━━━━━ THE DATA
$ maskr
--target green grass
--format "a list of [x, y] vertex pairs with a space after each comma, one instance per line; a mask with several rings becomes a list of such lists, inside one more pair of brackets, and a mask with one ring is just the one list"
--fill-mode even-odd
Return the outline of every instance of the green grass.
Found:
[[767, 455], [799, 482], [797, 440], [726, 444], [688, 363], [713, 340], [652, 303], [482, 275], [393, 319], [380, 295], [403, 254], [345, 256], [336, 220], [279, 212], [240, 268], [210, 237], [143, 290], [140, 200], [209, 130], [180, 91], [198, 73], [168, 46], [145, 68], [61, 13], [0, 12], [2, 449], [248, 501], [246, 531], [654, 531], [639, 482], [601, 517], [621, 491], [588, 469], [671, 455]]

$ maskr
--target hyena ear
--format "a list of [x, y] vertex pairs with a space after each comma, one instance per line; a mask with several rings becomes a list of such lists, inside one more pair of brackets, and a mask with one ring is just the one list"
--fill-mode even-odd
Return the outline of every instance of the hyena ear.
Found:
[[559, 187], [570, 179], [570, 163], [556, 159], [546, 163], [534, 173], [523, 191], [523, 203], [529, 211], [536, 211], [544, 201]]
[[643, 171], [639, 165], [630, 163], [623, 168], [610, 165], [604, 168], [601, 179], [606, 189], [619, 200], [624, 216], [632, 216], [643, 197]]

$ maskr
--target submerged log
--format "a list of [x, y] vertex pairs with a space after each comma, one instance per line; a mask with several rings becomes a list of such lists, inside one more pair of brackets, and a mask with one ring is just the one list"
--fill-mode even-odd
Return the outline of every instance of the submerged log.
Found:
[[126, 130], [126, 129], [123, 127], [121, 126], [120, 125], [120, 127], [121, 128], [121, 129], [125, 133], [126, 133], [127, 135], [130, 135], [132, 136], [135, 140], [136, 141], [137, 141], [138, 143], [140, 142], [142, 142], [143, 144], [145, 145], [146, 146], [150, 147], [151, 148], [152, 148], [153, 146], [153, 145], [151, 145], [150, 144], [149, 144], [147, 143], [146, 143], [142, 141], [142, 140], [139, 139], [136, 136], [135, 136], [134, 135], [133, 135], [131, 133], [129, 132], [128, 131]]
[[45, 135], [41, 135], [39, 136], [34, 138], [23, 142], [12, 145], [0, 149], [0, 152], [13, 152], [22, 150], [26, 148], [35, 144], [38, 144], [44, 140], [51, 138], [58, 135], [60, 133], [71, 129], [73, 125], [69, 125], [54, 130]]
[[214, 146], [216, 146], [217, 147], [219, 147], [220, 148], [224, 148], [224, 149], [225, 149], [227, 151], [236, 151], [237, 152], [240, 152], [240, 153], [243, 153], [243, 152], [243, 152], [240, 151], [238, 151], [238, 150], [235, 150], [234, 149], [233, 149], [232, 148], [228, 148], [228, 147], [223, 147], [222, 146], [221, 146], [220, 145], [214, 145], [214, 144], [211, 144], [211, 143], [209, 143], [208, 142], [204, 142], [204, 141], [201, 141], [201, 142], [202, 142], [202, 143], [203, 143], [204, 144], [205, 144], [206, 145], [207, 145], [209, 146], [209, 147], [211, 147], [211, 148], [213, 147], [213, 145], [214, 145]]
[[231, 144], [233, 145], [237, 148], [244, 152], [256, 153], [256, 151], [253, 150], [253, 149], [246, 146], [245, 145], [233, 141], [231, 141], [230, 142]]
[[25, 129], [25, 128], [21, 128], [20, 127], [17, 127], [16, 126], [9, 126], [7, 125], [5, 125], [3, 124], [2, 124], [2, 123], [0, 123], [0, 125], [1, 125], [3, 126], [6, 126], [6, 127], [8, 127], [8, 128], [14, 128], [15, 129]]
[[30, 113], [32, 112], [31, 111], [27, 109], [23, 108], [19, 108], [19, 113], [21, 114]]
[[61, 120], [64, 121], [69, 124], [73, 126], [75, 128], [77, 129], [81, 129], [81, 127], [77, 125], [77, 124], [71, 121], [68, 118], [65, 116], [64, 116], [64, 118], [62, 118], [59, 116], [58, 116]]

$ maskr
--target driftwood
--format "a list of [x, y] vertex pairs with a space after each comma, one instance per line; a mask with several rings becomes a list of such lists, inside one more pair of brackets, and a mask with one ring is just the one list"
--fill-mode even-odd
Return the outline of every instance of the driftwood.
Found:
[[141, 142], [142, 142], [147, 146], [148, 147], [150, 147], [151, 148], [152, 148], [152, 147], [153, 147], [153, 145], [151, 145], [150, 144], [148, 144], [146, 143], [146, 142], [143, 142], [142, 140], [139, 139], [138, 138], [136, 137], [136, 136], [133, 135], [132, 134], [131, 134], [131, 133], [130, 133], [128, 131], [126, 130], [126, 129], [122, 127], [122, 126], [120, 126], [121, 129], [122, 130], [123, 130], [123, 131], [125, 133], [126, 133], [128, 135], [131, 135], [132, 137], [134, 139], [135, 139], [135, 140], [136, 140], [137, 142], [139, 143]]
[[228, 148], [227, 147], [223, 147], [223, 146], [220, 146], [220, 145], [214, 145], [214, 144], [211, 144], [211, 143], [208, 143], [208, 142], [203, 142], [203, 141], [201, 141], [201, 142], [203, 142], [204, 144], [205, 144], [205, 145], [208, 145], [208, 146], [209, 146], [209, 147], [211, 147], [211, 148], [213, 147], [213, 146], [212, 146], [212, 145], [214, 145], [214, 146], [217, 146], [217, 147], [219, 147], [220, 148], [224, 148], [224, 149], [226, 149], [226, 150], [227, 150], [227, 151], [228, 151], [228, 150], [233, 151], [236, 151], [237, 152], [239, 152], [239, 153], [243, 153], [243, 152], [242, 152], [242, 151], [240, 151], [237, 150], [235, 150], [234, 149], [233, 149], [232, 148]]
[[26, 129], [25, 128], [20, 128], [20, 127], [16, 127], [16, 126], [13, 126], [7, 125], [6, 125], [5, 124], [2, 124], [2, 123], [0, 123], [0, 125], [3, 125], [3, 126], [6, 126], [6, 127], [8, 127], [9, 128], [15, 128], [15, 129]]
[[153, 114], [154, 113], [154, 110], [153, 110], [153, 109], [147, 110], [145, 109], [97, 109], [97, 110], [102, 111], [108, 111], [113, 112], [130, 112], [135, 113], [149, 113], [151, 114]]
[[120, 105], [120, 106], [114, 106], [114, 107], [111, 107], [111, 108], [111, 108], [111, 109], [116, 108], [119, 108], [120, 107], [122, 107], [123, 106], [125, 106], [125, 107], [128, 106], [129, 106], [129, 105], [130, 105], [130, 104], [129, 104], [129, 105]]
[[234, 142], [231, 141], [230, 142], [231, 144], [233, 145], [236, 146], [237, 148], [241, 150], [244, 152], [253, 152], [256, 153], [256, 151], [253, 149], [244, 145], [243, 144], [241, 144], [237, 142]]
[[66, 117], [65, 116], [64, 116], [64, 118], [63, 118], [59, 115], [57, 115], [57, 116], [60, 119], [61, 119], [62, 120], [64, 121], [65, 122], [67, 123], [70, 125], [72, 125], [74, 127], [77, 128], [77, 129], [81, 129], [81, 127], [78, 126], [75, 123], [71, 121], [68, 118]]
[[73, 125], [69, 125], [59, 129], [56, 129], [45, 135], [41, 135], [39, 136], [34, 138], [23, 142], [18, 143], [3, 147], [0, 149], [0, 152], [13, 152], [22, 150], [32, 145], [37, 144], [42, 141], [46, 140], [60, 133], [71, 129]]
━━━━━━━━━━
**YOUR TASK:** Reproduce the lines of the listing verbatim, from its first line through the line containing "469], [671, 455]]", with both ends included.

**WRITTEN RESPONSE:**
$ maskr
--target green grass
--format "a list of [x, y] vertex pairs with a space after each comma, one instance per line; a mask with several rings becomes a list of such lists, inside one more pair of brackets, and a mask with one ring is just the one list"
--fill-mode even-odd
Return the outline of every instance of the green grass.
Found:
[[767, 455], [799, 482], [797, 440], [726, 444], [688, 363], [713, 340], [652, 303], [482, 275], [393, 319], [380, 295], [403, 254], [345, 256], [336, 220], [279, 212], [240, 268], [210, 237], [143, 290], [140, 200], [209, 130], [180, 91], [198, 73], [168, 46], [145, 68], [61, 13], [0, 12], [2, 449], [248, 501], [246, 531], [654, 531], [639, 482], [601, 517], [621, 491], [588, 469], [671, 455]]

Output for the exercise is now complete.